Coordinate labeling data
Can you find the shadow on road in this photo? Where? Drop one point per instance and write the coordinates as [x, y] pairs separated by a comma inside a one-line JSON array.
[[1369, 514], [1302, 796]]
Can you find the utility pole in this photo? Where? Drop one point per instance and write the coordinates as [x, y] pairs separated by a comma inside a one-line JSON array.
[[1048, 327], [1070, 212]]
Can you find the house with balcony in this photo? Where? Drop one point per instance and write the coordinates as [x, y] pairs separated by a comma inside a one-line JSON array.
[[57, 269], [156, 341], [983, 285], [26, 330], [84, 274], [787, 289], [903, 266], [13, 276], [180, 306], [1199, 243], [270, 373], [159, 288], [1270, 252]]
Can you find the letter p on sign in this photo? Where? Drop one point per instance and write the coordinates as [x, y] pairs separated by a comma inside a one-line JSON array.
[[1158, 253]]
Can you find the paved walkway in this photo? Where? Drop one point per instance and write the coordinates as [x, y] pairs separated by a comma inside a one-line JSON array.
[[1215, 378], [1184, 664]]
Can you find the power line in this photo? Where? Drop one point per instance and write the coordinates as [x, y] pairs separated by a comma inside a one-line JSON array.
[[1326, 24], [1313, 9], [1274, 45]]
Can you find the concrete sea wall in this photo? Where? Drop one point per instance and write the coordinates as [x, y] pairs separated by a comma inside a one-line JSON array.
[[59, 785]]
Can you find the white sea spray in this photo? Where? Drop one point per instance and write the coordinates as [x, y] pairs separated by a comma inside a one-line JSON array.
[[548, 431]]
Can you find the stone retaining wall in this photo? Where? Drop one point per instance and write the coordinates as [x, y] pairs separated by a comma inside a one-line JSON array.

Problem to work on: Swap "one-line" for "single-line" everywhere in the data above, and reproduce the rest of the data without any other change.

Problem solution:
Can you find the shadow on road in this photo? Where? Drop one point per instance and write the coordinates as [x, y] pairs separated by a comma inside a single-line JSON array.
[[1369, 514], [1302, 796]]
Can you find the utility pole in this photo? Where? Drop one point per instance and write the coordinates as [x, y] pairs separated by a comma inside a single-line JSON array.
[[1048, 327], [1070, 212]]
Can you find the house with balcony in this photo? Where? Drop one point per instance and write the coordinates as [x, y] pairs separated by a comma inside a single-line JSON array.
[[57, 269], [156, 341], [983, 285], [26, 330], [84, 274], [787, 289], [903, 266], [13, 276], [180, 306], [1199, 243], [270, 373], [159, 288], [1270, 252]]
Can you find the letter p on sign in this photo? Where? Drop one point per instance and write the coordinates as [x, y] pairs separated by a comma inside a single-line JSON array.
[[1158, 253]]
Can you find the paved walkway in this photo? Where? Drop one point per instance and write the coordinates as [x, y] pairs separated by a comma inside a single-line JSON array.
[[1215, 378], [1184, 664]]
Can you find the power line in this photo? Where? Drop one point per instance and write the coordinates as [x, y] pairs separated by a comma inside a single-line JSON array.
[[1326, 24], [1313, 9], [1274, 45]]
Can you find the concrete sea wall in this photo? Where? Drop one point per instance and write the coordinates as [x, y] pairs separated by a comma inside a single-line JSON array.
[[59, 785]]
Can you find the white sea spray in this photo? Where? Drop one point per instance and write the coordinates as [x, y] pairs separated by a comma inside a single-line JSON array.
[[548, 431]]
Can you find the stone retaining wall in this photo? Where? Drop one point per instance and write the coordinates as [x, y] pairs separated by a comma inside a single-line JSON array.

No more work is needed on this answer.